Copy every line from the records that holds the word "sleeve".

→ **Exercise materials**
*** Block opens ***
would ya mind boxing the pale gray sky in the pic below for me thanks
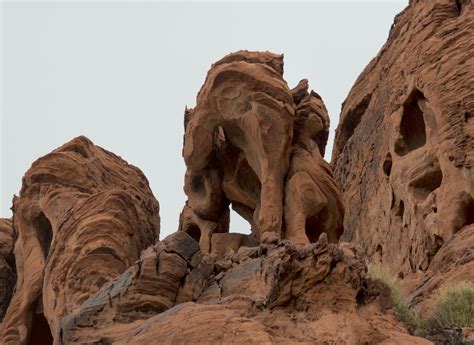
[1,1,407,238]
*** Block closes ***
*** Block opens ***
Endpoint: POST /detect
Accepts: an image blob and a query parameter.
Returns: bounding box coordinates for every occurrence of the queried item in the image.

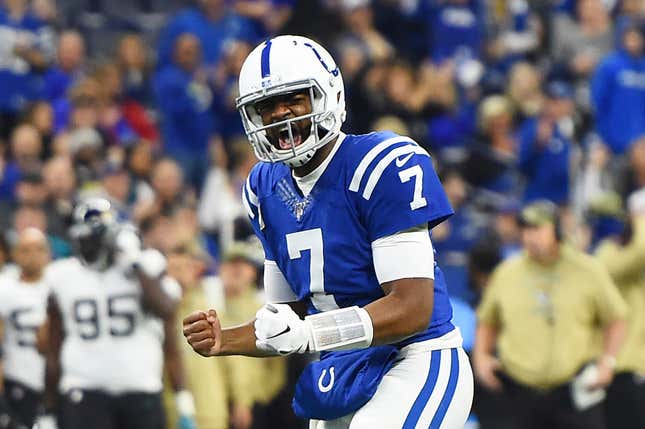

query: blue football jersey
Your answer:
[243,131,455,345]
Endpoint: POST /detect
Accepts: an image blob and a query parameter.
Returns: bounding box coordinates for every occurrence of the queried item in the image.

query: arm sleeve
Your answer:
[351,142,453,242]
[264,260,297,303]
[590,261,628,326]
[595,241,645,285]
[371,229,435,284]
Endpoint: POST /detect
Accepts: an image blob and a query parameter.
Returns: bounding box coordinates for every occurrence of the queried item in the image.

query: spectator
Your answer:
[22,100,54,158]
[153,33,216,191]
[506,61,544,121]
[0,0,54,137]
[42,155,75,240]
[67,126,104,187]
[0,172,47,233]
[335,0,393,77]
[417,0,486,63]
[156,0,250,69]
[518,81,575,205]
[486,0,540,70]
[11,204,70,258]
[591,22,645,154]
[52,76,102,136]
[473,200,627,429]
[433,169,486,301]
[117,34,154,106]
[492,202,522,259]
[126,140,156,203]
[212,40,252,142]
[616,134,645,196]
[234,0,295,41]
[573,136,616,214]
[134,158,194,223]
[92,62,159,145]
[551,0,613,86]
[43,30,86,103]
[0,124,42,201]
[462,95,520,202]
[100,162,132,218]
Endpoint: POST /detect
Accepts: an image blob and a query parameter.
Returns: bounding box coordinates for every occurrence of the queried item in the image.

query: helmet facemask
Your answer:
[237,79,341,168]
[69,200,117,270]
*** Block closes ***
*** Block opens ***
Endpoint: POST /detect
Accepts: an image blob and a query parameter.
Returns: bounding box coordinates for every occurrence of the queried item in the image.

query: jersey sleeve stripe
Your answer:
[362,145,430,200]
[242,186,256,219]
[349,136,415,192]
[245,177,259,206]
*** Block closes ***
→ **The completed task**
query: arm sleeve
query: jersey sleeve stripe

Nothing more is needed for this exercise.